Extrait
L'Algérie de plus près

Les adoucisseurs du langage

Par Rachid Ezziane

Comme les machines qui adoucissent l’eau et la rendent potable, les mots qu’on utilise peuvent aussi être des adoucisseurs de relation et de communication. Ces adoucisseurs « potentiels » sont très utiles dans les lieux de travail, là où les rapports (entre humains)sont nombreux et délicats. C’est dans les administrations, les entreprises, etc. que l’on a le plus besoin d’être écouté et respecté, voire reconnu comme partie prenante du milieu où l’on est. Alors, pour ce faire et ne pas se défaire, un seul chemin y mène, c’est l’art du verbe…

Oui, parler est un art comme l’est le savoir-vivre ou l’architecture. Il existe dans le langage quotidien un ensemble de petites formules ou expressions qui facilitent les rapports entre humains. C’est un sociologue américain qui les a appelés les « adoucisseurs ». Car ces mots ou expressions font le travail de l’adoucisseur, c’est-à-dire, ils « policent » les mœurs, je ne sais si le mot est juste, et les rendent plus attrayants, voire aimables.

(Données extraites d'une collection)
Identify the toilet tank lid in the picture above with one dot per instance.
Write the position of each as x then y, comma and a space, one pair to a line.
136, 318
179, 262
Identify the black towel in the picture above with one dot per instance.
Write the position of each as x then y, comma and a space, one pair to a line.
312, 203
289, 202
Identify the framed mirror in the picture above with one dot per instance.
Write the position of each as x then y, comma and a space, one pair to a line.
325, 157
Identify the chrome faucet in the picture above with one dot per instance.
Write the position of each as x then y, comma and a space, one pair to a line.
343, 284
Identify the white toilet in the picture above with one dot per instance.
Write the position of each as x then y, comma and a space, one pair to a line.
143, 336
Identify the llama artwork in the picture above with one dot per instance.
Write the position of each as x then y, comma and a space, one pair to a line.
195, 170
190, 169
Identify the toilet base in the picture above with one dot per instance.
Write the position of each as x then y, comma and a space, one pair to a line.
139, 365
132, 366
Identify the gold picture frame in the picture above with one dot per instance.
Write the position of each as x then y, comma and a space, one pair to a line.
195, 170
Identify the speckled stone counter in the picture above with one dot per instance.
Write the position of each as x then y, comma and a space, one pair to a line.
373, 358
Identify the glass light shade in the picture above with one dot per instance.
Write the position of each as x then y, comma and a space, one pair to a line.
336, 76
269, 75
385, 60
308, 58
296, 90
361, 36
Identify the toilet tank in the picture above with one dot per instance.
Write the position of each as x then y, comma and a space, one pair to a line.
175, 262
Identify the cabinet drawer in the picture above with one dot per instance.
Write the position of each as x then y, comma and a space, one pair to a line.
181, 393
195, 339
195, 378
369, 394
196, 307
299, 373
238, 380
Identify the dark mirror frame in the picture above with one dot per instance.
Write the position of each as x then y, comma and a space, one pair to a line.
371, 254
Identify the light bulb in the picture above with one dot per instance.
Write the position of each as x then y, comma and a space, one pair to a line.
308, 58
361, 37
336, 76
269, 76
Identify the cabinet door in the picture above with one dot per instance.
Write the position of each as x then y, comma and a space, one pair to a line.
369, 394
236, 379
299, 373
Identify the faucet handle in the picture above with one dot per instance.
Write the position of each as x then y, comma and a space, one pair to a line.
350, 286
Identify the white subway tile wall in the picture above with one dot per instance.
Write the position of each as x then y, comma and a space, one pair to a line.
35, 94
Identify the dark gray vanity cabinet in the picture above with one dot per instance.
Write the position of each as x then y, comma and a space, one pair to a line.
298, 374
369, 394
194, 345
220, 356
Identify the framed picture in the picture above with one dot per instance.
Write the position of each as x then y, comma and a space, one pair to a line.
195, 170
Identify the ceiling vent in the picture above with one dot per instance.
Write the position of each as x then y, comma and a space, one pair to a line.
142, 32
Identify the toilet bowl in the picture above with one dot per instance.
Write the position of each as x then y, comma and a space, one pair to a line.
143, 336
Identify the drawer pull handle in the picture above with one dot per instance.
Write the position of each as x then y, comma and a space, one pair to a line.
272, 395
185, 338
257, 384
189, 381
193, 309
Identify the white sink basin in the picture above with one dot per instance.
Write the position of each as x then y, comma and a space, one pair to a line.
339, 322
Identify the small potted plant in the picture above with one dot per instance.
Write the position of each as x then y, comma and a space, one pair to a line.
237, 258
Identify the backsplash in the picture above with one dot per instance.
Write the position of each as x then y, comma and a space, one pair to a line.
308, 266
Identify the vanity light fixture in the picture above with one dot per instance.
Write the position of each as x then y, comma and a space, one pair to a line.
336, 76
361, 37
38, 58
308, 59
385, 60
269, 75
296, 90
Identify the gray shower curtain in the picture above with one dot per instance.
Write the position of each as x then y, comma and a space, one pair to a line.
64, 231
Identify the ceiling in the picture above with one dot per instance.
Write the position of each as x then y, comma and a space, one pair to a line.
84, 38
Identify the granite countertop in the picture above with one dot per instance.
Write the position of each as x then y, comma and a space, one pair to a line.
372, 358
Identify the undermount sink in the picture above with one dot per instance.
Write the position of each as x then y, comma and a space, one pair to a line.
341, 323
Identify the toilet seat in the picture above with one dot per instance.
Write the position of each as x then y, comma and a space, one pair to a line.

Consigne
Recopiez, s'il vous plaît, le passage du texte sur les adoucisseurs du langage qui va de « Oui, parler est » jusqu'à « attrayants, voire aimables. » inclus. Vous n'aurez pas besoin de la liste.

Résultat obtenu
Oui, parler est un art comme l’est le savoir-vivre ou l’architecture. Il existe dans le langage quotidien un ensemble de petites formules ou expressions qui facilitent les rapports entre humains. C’est un sociologue américain qui les a appelés les « adoucisseurs ». Car ces mots ou expressions font le travail de l’adoucisseur, c’est-à-dire, ils « policent » les mœurs, je ne sais si le mot est juste, et les rendent plus attrayants, voire aimables.